(PAGE EXTRACT):
In computer science, a linear search or sequential search is a method for finding an element within a list. It sequentially checks each element of the list until a match is found or the whole list has been searched.

A linear search sequentially checks each element of the list until it finds an element that matches the target value. If the algorithm reaches the end of the list, the search terminates unsuccessfully.

A linear search runs in at worst linear time and makes at most n comparisons, where n is the length of the list. If each element is equally likely to be searched, then linear search has an average case of n+1/2 comparisons, but the average case can be affected if the search probabilities for each element vary.

Linear search is rarely practical because other search algorithms and schemes, such as the binary search algorithm and hash tables, allow significantly faster searching for all but short lists.

Basic algorithm

Given a list L of n elements with values or records L₀ …. L_n−1, and target value T, the following subroutine uses linear search to find the index of the target T in L.

1. Set i to 0.
2. If L_i = T, the search terminates successfully; return i.
3. Increase i by 1.
4. If i < n, go to step 2. Otherwise, the search terminates unsuccessfully.

With a sentinel

The basic algorithm above makes two comparisons per iteration: one to check if L_i equals T, and the other to check if i still points to a valid index of the list.

(WHAT THE TASK REQUIRES):
Substitute "interpolation search algorithm" for "binary search algorithm" and write out the linear search passage from "Linear search is" up to and including "but short lists.". The listing is unrelated to the linear search passage.

(DATASET EXCERPTS):
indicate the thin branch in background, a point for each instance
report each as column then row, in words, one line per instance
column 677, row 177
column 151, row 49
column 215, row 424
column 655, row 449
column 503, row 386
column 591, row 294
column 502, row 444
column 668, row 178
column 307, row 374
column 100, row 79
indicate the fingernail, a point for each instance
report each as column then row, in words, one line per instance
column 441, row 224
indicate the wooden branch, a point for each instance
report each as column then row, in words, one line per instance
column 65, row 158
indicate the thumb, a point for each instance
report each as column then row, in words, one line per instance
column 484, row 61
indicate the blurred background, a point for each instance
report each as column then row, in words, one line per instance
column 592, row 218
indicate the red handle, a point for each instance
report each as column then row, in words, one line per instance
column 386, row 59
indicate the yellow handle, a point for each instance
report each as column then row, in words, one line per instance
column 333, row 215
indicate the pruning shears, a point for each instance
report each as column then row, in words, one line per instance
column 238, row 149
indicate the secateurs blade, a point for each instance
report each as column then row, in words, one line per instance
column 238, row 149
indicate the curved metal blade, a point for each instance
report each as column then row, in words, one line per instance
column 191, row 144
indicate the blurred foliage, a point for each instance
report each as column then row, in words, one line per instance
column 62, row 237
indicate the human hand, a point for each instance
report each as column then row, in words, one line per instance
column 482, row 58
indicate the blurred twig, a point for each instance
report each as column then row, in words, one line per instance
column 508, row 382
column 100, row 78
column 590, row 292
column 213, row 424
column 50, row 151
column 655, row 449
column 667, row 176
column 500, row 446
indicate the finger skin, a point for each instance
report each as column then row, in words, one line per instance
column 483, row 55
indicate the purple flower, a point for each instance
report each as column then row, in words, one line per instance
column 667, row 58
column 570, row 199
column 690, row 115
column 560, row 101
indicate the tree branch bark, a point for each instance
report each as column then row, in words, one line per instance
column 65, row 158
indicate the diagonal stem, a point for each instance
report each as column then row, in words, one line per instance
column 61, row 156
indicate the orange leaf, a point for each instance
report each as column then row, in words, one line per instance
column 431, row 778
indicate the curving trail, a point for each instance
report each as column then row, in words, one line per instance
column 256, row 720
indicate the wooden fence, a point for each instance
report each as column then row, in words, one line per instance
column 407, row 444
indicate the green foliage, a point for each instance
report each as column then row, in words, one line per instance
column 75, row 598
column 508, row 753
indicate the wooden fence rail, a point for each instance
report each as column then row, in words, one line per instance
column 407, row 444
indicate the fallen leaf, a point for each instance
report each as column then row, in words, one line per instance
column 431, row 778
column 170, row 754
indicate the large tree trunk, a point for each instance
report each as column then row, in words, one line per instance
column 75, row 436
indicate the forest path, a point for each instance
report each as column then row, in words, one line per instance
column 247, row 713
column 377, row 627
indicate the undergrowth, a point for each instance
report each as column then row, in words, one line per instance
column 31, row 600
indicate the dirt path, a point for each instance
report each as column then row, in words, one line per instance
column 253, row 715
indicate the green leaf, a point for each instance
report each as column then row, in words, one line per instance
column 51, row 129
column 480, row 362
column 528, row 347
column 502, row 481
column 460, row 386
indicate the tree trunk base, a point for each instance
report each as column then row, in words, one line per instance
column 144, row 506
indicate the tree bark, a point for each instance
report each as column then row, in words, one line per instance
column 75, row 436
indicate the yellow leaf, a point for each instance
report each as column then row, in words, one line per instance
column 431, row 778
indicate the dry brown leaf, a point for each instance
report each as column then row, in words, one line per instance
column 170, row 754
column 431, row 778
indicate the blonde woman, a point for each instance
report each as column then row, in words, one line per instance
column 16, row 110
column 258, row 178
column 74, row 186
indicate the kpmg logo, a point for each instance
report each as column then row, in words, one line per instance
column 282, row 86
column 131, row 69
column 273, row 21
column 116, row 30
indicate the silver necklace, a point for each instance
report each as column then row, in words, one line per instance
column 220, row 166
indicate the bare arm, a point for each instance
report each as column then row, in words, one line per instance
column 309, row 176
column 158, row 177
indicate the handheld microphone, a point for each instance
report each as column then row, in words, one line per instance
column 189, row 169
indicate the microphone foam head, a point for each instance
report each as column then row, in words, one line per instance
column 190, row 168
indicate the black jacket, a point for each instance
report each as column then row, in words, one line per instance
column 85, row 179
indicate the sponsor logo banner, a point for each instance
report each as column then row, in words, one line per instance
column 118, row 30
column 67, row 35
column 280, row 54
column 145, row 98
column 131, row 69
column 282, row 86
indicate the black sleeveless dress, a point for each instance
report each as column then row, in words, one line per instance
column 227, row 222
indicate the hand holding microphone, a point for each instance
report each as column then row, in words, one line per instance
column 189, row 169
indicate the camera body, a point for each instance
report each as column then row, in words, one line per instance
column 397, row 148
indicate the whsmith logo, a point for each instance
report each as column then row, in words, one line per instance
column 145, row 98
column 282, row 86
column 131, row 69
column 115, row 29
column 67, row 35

(TASK ANSWER):
Linear search is rarely practical because other search algorithms and schemes, such as the interpolation search algorithm and hash tables, allow significantly faster searching for all but short lists.